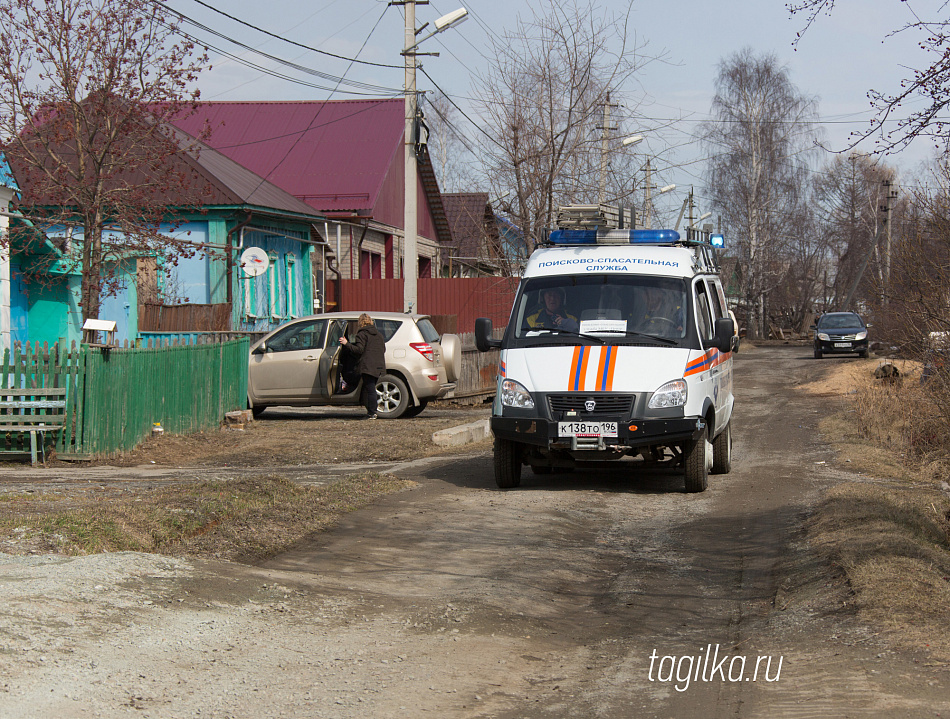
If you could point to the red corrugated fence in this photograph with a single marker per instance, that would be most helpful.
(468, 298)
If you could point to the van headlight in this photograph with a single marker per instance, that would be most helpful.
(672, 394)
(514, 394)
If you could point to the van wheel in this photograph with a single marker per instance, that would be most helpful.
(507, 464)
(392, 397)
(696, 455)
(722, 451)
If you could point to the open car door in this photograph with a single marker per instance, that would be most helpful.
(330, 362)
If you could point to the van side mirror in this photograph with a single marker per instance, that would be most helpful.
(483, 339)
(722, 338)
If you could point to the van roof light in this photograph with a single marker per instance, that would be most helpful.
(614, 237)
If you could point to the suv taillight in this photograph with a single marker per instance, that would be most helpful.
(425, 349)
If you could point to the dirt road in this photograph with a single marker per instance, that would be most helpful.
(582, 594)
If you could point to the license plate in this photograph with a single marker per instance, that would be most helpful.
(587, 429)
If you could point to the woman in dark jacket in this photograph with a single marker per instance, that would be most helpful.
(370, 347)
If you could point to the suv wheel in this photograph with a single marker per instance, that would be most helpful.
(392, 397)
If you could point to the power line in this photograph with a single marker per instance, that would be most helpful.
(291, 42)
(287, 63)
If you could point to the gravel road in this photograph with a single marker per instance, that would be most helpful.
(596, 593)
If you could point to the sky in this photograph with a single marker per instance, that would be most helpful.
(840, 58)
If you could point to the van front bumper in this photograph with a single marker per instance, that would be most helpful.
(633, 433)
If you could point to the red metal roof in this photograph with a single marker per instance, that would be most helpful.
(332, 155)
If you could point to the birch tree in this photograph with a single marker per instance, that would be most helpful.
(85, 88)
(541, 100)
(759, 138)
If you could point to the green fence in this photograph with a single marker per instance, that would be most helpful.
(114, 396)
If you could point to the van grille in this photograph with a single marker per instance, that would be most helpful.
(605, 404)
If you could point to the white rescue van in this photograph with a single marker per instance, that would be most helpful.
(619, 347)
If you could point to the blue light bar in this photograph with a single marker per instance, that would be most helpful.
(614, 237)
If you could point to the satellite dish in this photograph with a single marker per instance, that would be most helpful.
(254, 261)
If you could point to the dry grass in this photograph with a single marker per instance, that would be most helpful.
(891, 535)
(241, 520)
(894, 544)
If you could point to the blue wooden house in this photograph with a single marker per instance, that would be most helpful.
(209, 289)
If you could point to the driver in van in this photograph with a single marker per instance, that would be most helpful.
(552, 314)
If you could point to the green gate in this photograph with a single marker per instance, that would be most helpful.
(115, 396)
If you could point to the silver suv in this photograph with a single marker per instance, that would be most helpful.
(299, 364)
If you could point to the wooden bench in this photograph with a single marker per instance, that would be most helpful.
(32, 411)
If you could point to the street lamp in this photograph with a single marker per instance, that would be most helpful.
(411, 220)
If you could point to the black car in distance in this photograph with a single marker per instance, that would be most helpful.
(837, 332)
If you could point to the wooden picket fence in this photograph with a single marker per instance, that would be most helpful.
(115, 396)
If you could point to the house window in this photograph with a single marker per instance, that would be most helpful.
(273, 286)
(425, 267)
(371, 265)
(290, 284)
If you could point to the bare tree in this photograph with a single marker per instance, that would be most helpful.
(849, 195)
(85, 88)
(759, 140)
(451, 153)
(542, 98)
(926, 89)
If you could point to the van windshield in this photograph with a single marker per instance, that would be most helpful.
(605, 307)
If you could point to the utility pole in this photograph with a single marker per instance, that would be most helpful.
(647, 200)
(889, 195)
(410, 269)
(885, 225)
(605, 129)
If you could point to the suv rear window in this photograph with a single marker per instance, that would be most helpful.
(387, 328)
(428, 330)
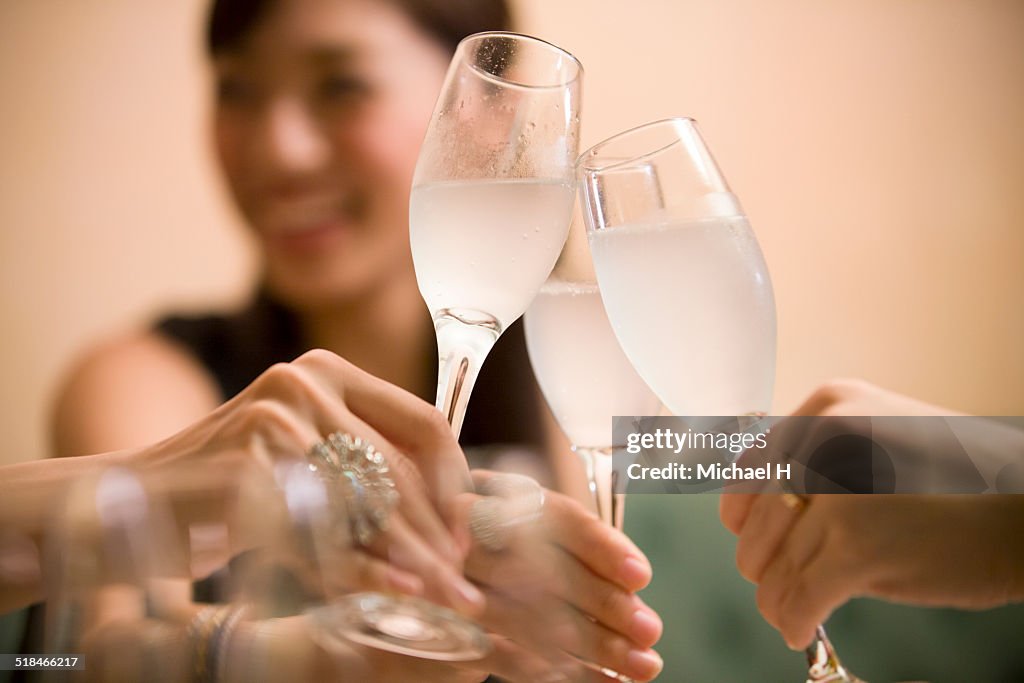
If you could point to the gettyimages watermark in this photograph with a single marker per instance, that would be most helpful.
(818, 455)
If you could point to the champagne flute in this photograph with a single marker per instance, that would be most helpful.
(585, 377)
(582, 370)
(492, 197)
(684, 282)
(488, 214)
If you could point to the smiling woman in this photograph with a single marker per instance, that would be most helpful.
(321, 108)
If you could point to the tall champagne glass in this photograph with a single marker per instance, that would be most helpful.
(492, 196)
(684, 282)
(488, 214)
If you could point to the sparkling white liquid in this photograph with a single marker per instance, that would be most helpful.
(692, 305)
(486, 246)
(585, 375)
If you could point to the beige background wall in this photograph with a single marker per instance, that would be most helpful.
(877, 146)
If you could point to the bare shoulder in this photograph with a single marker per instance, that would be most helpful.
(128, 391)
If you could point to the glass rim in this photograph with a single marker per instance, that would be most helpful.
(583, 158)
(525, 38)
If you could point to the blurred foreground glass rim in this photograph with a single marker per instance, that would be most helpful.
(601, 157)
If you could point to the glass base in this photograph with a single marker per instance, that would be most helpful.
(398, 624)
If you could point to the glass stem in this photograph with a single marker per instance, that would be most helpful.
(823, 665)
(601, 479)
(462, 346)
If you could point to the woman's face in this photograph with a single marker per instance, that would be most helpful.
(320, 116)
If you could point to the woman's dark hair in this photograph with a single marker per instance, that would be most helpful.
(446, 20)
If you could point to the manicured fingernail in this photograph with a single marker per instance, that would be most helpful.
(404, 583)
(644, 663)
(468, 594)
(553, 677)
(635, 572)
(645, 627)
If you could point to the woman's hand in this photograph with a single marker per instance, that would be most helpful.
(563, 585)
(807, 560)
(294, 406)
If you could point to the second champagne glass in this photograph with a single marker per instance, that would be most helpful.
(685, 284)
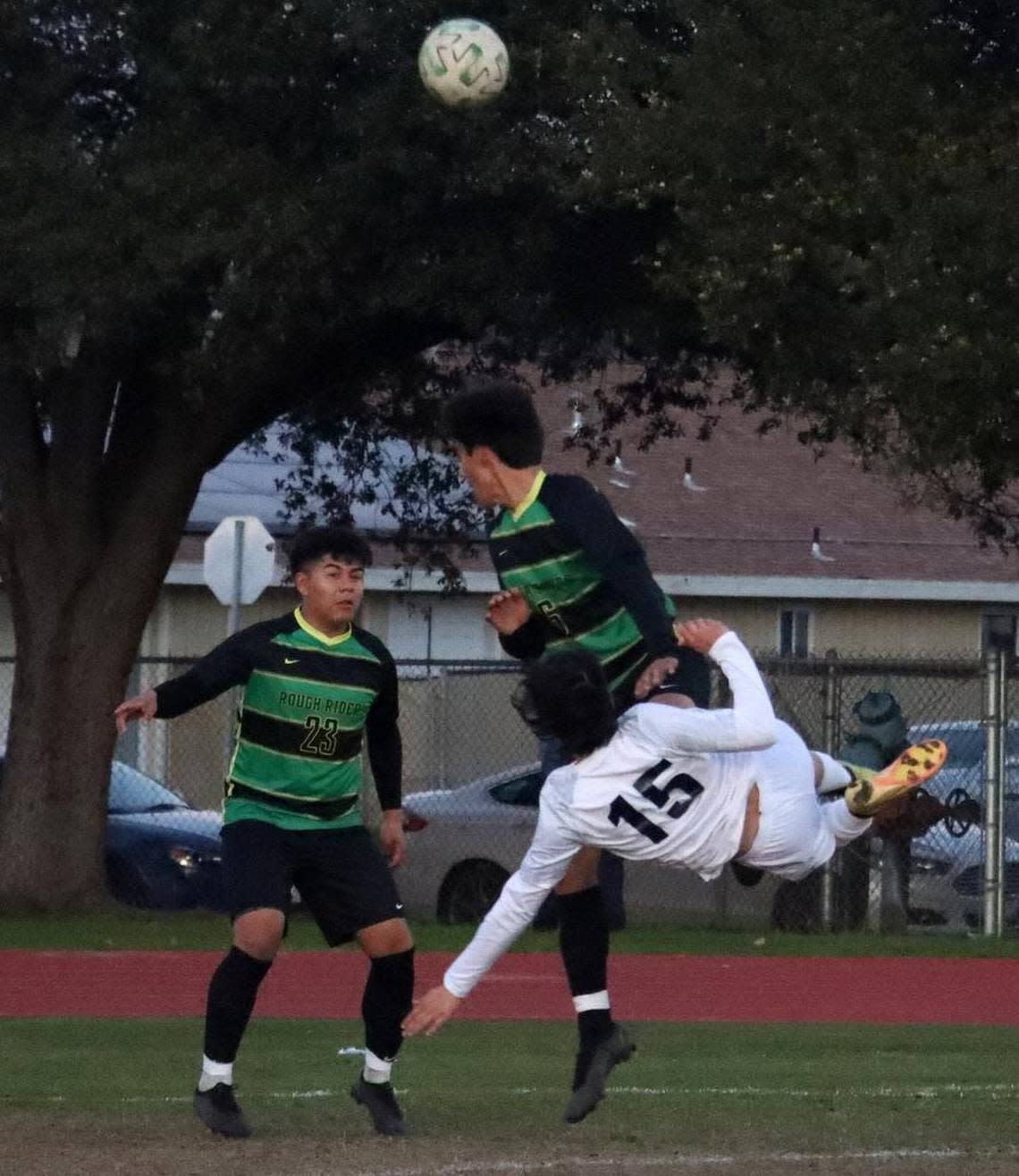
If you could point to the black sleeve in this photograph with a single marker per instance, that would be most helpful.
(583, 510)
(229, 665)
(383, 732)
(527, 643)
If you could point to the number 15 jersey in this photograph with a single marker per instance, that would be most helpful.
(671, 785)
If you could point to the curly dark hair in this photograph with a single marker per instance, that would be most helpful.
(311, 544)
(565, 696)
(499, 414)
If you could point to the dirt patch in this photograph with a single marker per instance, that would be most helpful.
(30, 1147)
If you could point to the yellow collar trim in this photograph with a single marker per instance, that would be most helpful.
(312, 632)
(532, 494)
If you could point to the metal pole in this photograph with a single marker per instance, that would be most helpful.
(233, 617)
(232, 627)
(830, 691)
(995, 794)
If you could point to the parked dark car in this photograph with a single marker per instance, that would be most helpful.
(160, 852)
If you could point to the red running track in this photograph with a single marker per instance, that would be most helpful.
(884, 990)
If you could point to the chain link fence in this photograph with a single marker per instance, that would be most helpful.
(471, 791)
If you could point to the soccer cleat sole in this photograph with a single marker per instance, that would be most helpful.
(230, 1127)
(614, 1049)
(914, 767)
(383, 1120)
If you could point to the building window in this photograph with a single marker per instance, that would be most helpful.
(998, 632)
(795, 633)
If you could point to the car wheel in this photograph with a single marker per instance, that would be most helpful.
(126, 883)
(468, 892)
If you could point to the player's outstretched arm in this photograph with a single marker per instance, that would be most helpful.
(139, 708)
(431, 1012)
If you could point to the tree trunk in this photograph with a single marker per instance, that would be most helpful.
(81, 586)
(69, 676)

_TO DO_.
Rewrite all of the lines above, replacing "photograph" with "image" and leaving everything else unchanged. Omit the pictures from the result.

_COMPLETE OUTPUT_.
If you could point to the red corrugated fence in this image with a single marker per instance, that would be most helpful.
(468, 298)
If you could point to the van headlight in this image with a single marker per instance, that would be most helpful.
(672, 394)
(514, 394)
If you could point to the van wheel in this image with a single marker per instance, that would be most helpful.
(507, 464)
(392, 397)
(696, 455)
(722, 451)
If you could point to the open car door in this image with a single marker per instance, that would be most helpful.
(330, 362)
If you could point to the van side mirror in this image with a single marker per instance, that would be most helpful.
(483, 339)
(722, 338)
If you could point to the van roof light in this image with a single marker per instance, that would be most helpful.
(614, 237)
If you could point to the suv taillight in this image with a single marker per instance, that would be most helpful.
(425, 349)
If you could point to the dirt road in this image with a single marker per instance, that would be most helpful.
(582, 594)
If you could point to the license plate in this image with a single marker per instance, that would be most helpful.
(587, 429)
If you could point to the woman in dark jacket in this image with a single marker per instance, that would be most helpful.
(370, 347)
If you could point to the suv wheel in this image with a single marker per instance, that would be most helpful.
(392, 397)
If you could point to the power line in this image with a single marker per instance, that would be most helpful.
(291, 42)
(287, 63)
If you could point to the gravel road in this image with a single marker per instance, that would be most helpful.
(596, 593)
If you could point to the sky in this image with a single marker per instance, that would be most helpful.
(840, 58)
If you could point to the van front bumper in this image with a single marker per instance, that would be most helpful.
(633, 433)
If you could point to the red metal roof in this image with a single marker per instance, that would be most helpful.
(332, 155)
If you could point to the birch tree in this image with a single marker per instance, that would be most helpful.
(85, 88)
(541, 100)
(759, 138)
If you could point to the green fence in this image with a single marker per instance, that would be most helpful.
(114, 396)
If you could point to the van grille in this image with a single marker per instance, that would be most helpful.
(605, 404)
If you could point to the white rescue van in this image with a single marker per instance, that would be most helpful.
(619, 347)
If you could point to the blue light bar in this image with a single marker per instance, that would be most helpful.
(614, 237)
If you could point to the satellite dish in this image with a single marker per instance, that would be most helpful.
(254, 261)
If you could point to the dry grass in this image with a single marker per instance, that would be most helpful.
(891, 535)
(241, 520)
(894, 544)
If you could point to the blue wooden house in this image with a single marker per instance, that would be most helpful.
(209, 289)
If you could point to the driver in van in this image with a single marker per instance, that would be most helpful.
(552, 314)
If you could point to the green gate in this image with a single marker per instance, that would be most helpful.
(115, 396)
If you could point to the silver suv in this image with a single marker per instance, that would be most helpful.
(299, 364)
If you could point to the wooden bench in this image with a single marker per instance, that would be most helpful.
(32, 411)
If you could point to the street lamp in this image with a single marker per instance, that would be most helpful.
(411, 220)
If you could point to the black car in distance in this image with a single marker per instance, that would be most helpful.
(837, 332)
If you could point to the wooden picket fence in this image with a single marker per instance, that would be most helpful.
(115, 396)
If you could point to the house window in this image with a single marker per instance, that would be most helpful.
(273, 286)
(425, 267)
(371, 265)
(290, 284)
If you could point to the bare tree in this image with a single marker per instance, that would be most helpful.
(849, 195)
(85, 88)
(759, 140)
(451, 153)
(542, 98)
(926, 89)
If you could point to the van windshield in this image with a single marker per instance, that would be most helpful.
(605, 307)
If you could point to the utility pole in this image with a single marker per instance, that would be most helpful.
(647, 200)
(889, 195)
(410, 269)
(885, 225)
(605, 129)
If you could point to the suv rear window in this image with a single marker per instance, that would be most helpful.
(387, 328)
(428, 330)
If you could point to the gettyimages watermark in this image with a single marker per instance, that would be most helpful.
(818, 455)
If you could point to the champagne flute in this image with a single marker per instance, that would be most helpful.
(585, 377)
(582, 370)
(492, 197)
(684, 282)
(488, 214)
If you could point to the smiling woman in this image with a single marker per instance, that would be most helpful.
(321, 108)
If you could point to the tall champagne glass in this image with a single marker per instance, that would be most helpful.
(492, 196)
(684, 282)
(488, 214)
If you could point to the sparkling white liquid in this image with a single marker per instance, that would be most helpful.
(692, 305)
(486, 246)
(585, 375)
If you could point to the beige background wall in this image with a single marker per instance, that would be most helpful.
(877, 146)
If you could point to the bare shoulder in this image with a single marker per instance, that would be most helpful.
(128, 391)
If you could point to the glass rim in this image with a single marker per instance, that would be most helpful.
(583, 158)
(525, 38)
If you could point to the blurred foreground glass rim in this image with a single marker per instance, that would be most helpful.
(601, 157)
If you could point to the glass base in this image with a single marker per instance, that would be most helpful.
(398, 624)
If you could point to the glass stem in this image with a single marker per instance, that would be most helpful.
(823, 665)
(601, 479)
(462, 346)
If you could point to the woman's face in this image with a single marker per instance, that would be most helpful.
(320, 116)
If you could point to the woman's dark hair in this image with a single marker per instance, that would be most helpful.
(446, 20)
If you could point to the manicured fingernail in this image with a single marker per instance, that would be most helpful.
(404, 583)
(644, 663)
(468, 594)
(553, 677)
(635, 572)
(645, 627)
If you could point to the woman's hand in this image with a single marker per instance, that would be most helpful.
(563, 585)
(807, 560)
(294, 406)
If you could point to the second champagne glass in this image with a single marker per instance, that would be most helpful.
(685, 284)
If you could point to the black sleeve in this image with a single marker per instance, that would be most helpful.
(583, 510)
(229, 665)
(383, 732)
(527, 643)
If you could point to the number 15 jersey in this image with a single marker per instance, that would be most helpful.
(671, 785)
If you could point to the curly dark hair in this image with a single marker per instance, that would be most helpful.
(311, 544)
(565, 696)
(499, 414)
If you could point to the dirt patch in this image with a single marker per instance, that would be most helpful.
(30, 1147)
If you could point to the yellow collar trim in this image with a single marker per instance, that would be most helpful.
(312, 632)
(532, 494)
If you could point to the metal pole in this image with a single marker per instance, that would be most helpful.
(233, 617)
(232, 627)
(830, 691)
(995, 794)
If you could point to the parked dark car in this image with a single marker per instance, that would be most helpful.
(160, 852)
If you could point to the red running track in this image with a single marker per instance, that would be most helpful.
(884, 990)
If you could point to the chain link fence in this image with a single marker per instance, that would be most helpful.
(471, 791)
If you could point to the soccer cleat sole in this image with a single marker per instance, that would be most helpful.
(230, 1127)
(614, 1049)
(914, 767)
(383, 1120)
If you could point to the building window in this image with a single marker per instance, that would be most helpful.
(998, 632)
(795, 633)
If you could point to the car wheel in this image with a single marker per instance, that would be most helpful.
(126, 883)
(468, 892)
If you could point to the player's outstretched arm in this image with a single marker per instance, that would be most helpful.
(139, 708)
(431, 1012)
If you could point to the tree trunk in this image with a single marker per instance, that would be most helpful.
(81, 586)
(69, 676)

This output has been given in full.